==== Extrait à lire ====
Avez-vous d’autres projets d’écriture ?« he, toi la gitane… tu vas tomber malade » est mon premier livre publié, je l’ai écrit entre mes 17 et 20 ans. Dans quelques mois, je sors un recueil de poésies en français et mon deuxième roman est presque fini. Il est écrit en langue française également et à travers un fatras de styles disparates.
Qu’elle est la place de l’écrivain dans l’Algérie d’aujourd’hui ?Je vous réponds en tant que lectrice acharnée. L’écrivain pour moi se doit de poser les problèmes de sa société, écrire un livre ce n’est pas noircir du papier. C’est une responsabilité. Ce noble acte est pesant, il l’oblige de sortir des axes sociétaux, d’explorer de nouvelles idées, de gommer les crédos de l’Ecole algérienne.
Malheureusement, dans mon pays, on aime les démagogues, on aime les conformistes, on aime surtout les livres conjoncturels. Proust n’avait pas besoin d’être engagé, il n’a eu qu’à se confiner dans sa chambre bourgeoise pour écrire le chef-d’œuvre « A la recherche du temps perdu ». Malheureusement notre époque, notre situation nous obligent à écrire d’une autre manière, à transformer le poème en libellé, la prose en liste de revendications.
====
Tâche assignée: Recopiez mot pour mot le passage de l'extrait qui va de « Avez-vous d’autres projets » jusqu'à « de l’Ecole algérienne. ». Les items n'ont aucun lien avec l'extrait.
==== Extraits de données ====
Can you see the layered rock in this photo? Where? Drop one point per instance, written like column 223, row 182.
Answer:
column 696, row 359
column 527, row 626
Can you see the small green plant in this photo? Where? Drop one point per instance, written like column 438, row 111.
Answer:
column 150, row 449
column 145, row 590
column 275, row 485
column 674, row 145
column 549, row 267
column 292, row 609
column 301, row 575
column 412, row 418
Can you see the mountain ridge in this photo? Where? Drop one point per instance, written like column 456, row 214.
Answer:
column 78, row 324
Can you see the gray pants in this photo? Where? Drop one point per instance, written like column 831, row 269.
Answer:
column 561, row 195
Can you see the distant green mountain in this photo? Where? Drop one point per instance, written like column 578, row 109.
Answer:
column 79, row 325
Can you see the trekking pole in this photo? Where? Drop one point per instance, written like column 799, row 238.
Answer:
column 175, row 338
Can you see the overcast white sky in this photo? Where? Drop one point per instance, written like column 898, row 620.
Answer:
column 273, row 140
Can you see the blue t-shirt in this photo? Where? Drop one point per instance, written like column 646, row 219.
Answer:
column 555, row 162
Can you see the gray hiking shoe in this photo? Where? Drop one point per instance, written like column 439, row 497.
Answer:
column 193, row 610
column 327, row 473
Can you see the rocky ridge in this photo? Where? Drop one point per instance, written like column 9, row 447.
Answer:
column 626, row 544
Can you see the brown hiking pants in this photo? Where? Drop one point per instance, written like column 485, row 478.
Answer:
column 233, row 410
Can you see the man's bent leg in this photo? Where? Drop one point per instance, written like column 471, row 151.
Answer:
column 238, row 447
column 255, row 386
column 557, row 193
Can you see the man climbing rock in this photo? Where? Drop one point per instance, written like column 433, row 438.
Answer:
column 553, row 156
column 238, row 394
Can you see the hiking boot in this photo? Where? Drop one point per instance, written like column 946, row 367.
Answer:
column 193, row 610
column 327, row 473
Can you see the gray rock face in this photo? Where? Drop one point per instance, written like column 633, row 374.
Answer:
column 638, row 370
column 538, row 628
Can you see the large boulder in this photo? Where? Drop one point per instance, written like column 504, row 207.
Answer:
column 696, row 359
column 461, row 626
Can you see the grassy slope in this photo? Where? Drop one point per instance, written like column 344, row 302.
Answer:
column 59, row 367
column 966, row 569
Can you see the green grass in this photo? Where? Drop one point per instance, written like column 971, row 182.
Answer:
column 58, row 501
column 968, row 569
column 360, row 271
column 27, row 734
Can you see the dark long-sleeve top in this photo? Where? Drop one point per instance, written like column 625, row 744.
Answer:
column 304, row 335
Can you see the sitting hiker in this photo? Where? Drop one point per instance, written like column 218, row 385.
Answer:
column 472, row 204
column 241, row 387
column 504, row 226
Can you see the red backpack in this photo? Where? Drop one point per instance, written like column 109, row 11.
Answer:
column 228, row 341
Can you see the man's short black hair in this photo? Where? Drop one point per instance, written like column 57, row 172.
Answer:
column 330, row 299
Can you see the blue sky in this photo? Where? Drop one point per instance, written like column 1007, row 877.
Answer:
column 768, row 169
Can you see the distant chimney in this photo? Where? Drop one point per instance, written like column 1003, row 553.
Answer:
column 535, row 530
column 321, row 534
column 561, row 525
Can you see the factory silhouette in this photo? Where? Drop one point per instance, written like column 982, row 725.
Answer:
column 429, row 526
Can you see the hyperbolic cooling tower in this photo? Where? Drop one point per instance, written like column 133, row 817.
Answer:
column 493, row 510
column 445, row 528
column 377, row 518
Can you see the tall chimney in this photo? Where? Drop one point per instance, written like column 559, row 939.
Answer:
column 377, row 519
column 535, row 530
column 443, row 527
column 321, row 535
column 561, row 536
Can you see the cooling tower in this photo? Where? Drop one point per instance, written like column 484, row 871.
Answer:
====
Réponse proposée:
Avez-vous d’autres projets d’écriture ?« he, toi la gitane… tu vas tomber malade » est mon premier livre publié, je l’ai écrit entre mes 17 et 20 ans. Dans quelques mois, je sors un recueil de poésies en français et mon deuxième roman est presque fini. Il est écrit en langue française également et à travers un fatras de styles disparates.
Qu’elle est la place de l’écrivain dans l’Algérie d’aujourd’hui ?Je vous réponds en tant que lectrice acharnée. L’écrivain pour moi se doit de poser les problèmes de sa société, écrire un livre ce n’est pas noircir du papier. C’est une responsabilité. Ce noble acte est pesant, il l’oblige de sortir des axes sociétaux, d’explorer de nouvelles idées, de gommer les crédos de l’Ecole algérienne.